AUSGEWÄHLTE PASSAGE:
28.03.2025

Die Koalition und der Klimaschutz: Union und SPD im Vergleich

Research Studie

Gläserne Weltkugel vor grünem Hintergrund
Gläserne Weltkugel vor grünem Hintergrund

Im Wahlkampf war Klimaschutz kein Thema. Doch über das Sondervermögen kann nun ein nennenswerter Beitrag in den Klimaschutz investiert werden. Wir haben uns die Frage gestellt: In welchen Punkten stehen sich CDU/CSU und die SPD nahe und wo scheint eine Einigung fern? Und welche sinnvollen Kompromisse könnten die beiden Parteien finden?

In aller Kürze

  • Union und SPD haben in ihren Wahlprogrammen Klimapolitik weniger betont als 2021
  • CDU/CSU fordern Politikwechsel auch im Klimaschutz
  • Mögliche Kompromisse bei Strompreissenkung, Neubewertung des Kohleausstiegs und sozialen Ausgleichsmaßnahmen

Gleiche Ziele, verschiedene Wege

Deutschland hat gewählt, und eine Neuauflage der Koalition aus Union und SPD rückt in greifbare Nähe. Auch wenn Klimaschutz und Umweltthemen im Wahlkampf keine große Rolle gespielt haben, wird sich auch ein möglicher Kanzler Friedrich Merz Gedanken darüber machen müssen, wie die Regierung das Land sicher in die Klimaneutralität steuern kann. Beide Parteien bekennen sich zu den beschlossenen Klimazielen Deutschlands und der EU. Doch ihre Pläne, wie sie diese Ziele erreichen wollen, unterscheiden sich in einigen Aspekten erheblich. Die Unionsparteien wollen das Gebäudeenergiegesetz der Ampel-Regierung in der jetzigen Form abschaffen und das Verbrenner-Aus rückgängig machen. Auch der Kohleausstieg soll auf den Prüfstand, sodass sich dieser möglicherweise bis über 2030 hinaus verzögern könnte. Im Einklang mit der angestrebten technologieoffenen und marktorientierten Herangehensweise an den Klimaschutz halten CDU/CSU an der Option Kernenergie fest. Die SPD hingegen vertritt zu all diesen Punkten eine deutlich andere Position. Zudem betonen die Sozialdemokraten in ihrem Wahlprogramm die soziale Komponente des Klimaschutzes stärker als die Konservativen. Dennoch gibt es Überschneidungen und mögliche Kompromisslinien. Im Vergleich zum Koalitionsvertrag der Ampel dürfte der Klimaschutz insgesamt eine etwas untergeordnete Rolle spielen, während die neue Koalition wohl die Themen Energiesicherheit und Bezahlbarkeit stärker betonen wird.

DATENMATERIAL:
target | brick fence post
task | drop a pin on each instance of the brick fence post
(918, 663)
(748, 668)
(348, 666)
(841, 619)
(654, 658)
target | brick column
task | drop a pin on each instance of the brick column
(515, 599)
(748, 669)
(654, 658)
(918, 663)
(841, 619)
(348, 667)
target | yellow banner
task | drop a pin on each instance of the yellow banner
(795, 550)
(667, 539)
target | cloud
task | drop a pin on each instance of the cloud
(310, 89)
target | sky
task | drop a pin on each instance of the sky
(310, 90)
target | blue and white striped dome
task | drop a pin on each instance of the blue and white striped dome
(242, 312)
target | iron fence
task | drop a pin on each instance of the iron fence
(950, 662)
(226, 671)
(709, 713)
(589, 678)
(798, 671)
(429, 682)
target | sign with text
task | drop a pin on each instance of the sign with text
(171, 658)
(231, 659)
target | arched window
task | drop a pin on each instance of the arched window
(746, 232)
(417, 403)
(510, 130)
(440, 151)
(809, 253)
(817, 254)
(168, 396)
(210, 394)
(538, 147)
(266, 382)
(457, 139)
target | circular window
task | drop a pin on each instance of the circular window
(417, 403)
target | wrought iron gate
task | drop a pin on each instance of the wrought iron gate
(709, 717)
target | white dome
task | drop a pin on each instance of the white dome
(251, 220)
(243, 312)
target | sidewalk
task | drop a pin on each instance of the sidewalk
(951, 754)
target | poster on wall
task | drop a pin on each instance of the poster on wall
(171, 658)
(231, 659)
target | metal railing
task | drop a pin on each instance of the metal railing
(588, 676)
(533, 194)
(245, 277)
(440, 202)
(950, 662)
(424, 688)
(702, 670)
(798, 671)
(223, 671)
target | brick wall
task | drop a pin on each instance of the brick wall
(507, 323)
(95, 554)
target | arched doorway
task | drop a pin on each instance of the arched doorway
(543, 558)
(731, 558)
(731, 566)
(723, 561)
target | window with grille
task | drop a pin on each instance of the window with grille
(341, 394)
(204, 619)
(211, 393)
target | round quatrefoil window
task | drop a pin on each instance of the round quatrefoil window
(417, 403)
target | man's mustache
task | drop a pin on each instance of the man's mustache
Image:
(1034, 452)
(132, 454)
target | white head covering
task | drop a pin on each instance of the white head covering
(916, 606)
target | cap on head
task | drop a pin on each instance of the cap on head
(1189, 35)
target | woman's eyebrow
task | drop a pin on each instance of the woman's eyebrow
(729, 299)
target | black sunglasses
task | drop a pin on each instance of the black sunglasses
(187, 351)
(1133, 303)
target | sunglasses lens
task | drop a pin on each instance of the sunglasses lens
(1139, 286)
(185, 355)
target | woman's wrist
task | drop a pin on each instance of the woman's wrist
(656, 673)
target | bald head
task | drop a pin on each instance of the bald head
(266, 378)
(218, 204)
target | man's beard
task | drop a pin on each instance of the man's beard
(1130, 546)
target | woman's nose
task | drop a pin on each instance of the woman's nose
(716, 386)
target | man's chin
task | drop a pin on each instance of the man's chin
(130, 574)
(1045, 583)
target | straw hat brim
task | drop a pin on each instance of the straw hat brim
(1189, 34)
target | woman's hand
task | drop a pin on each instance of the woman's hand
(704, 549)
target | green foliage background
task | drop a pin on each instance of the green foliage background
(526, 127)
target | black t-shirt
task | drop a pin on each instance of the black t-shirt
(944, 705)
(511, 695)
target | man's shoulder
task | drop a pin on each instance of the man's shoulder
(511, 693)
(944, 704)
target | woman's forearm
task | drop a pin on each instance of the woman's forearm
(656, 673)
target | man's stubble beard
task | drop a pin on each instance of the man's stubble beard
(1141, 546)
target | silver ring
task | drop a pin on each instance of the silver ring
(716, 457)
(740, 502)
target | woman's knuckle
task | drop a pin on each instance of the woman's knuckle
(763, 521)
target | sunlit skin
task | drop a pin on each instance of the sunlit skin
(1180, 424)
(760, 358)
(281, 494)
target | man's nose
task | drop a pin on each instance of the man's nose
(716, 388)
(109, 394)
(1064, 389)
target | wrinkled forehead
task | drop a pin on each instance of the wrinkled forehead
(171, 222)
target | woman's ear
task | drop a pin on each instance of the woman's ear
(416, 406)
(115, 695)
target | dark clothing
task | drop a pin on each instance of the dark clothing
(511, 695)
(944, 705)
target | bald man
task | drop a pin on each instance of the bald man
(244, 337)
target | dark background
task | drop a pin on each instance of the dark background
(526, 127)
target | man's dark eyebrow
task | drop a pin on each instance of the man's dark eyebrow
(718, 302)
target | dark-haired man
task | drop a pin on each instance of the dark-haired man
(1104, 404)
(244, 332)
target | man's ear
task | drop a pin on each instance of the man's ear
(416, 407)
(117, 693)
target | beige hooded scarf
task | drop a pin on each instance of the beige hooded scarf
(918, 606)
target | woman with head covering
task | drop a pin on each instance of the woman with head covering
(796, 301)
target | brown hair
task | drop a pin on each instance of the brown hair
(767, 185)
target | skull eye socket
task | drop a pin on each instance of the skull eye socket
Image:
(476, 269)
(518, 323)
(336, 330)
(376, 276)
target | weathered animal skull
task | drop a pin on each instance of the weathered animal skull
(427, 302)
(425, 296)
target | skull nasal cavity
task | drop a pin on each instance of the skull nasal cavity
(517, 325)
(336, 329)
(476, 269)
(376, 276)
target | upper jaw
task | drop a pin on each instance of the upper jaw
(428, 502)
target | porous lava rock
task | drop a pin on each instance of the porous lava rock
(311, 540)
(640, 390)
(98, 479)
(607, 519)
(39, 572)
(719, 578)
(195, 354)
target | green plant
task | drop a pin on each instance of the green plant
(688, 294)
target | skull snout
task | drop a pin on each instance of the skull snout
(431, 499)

AUFGABENSTELLUNG:
1. Kopieren Sie aus der Passage zu Union, SPD und Klimaschutz wortgetreu den Abschnitt, der mit „Research Studie“ beginnt und bis einschließlich „beiden Parteien finden?“ reicht.
2. Prüfen Sie für jede der folgenden Aussagen, ob sie mit der Passage zu Union, SPD und Klimaschutz übereinstimmt. Antworten Sie jeweils mit Ja oder Nein und zitieren Sie die entscheidenden Worte der Passage.
(a) Die Unionsparteien wollen am Verbrenner-Aus festhalten.
(b) Beide Parteien bekennen sich zu den beschlossenen Klimazielen Deutschlands und der EU.
(c) Die SPD betont in ihrem Wahlprogramm die soziale Komponente des Klimaschutzes stärker als die Union.
3. Beantworten Sie anhand der Passage zu Union, SPD und Klimaschutz die folgenden Fragen:
(a) Worüber kann laut Einleitung nun ein nennenswerter Beitrag in den Klimaschutz investiert werden?
(b) Im Vergleich zu welchem Jahr haben Union und SPD die Klimapolitik in ihren Wahlprogrammen weniger betont?
(c) Welche Themen wird die neue Koalition voraussichtlich stärker betonen?

ANTWORTEN JE AUFGABE:
1.
Research Studie

Gläserne Weltkugel vor grünem Hintergrund
Gläserne Weltkugel vor grünem Hintergrund

Im Wahlkampf war Klimaschutz kein Thema. Doch über das Sondervermögen kann nun ein nennenswerter Beitrag in den Klimaschutz investiert werden. Wir haben uns die Frage gestellt: In welchen Punkten stehen sich CDU/CSU und die SPD nahe und wo scheint eine Einigung fern? Und welche sinnvollen Kompromisse könnten die beiden Parteien finden?

2.
(a) Nein: „Die Unionsparteien wollen das Gebäudeenergiegesetz der Ampel-Regierung in der jetzigen Form abschaffen und das Verbrenner-Aus rückgängig machen.“
(b) Ja: „Beide Parteien bekennen sich zu den beschlossenen Klimazielen Deutschlands und der EU.“
(c) Ja: „Zudem betonen die Sozialdemokraten in ihrem Wahlprogramm die soziale Komponente des Klimaschutzes stärker als die Konservativen.“

3.
(a) Über das Sondervermögen.
(b) 2021.
(c) Energiesicherheit und Bezahlbarkeit.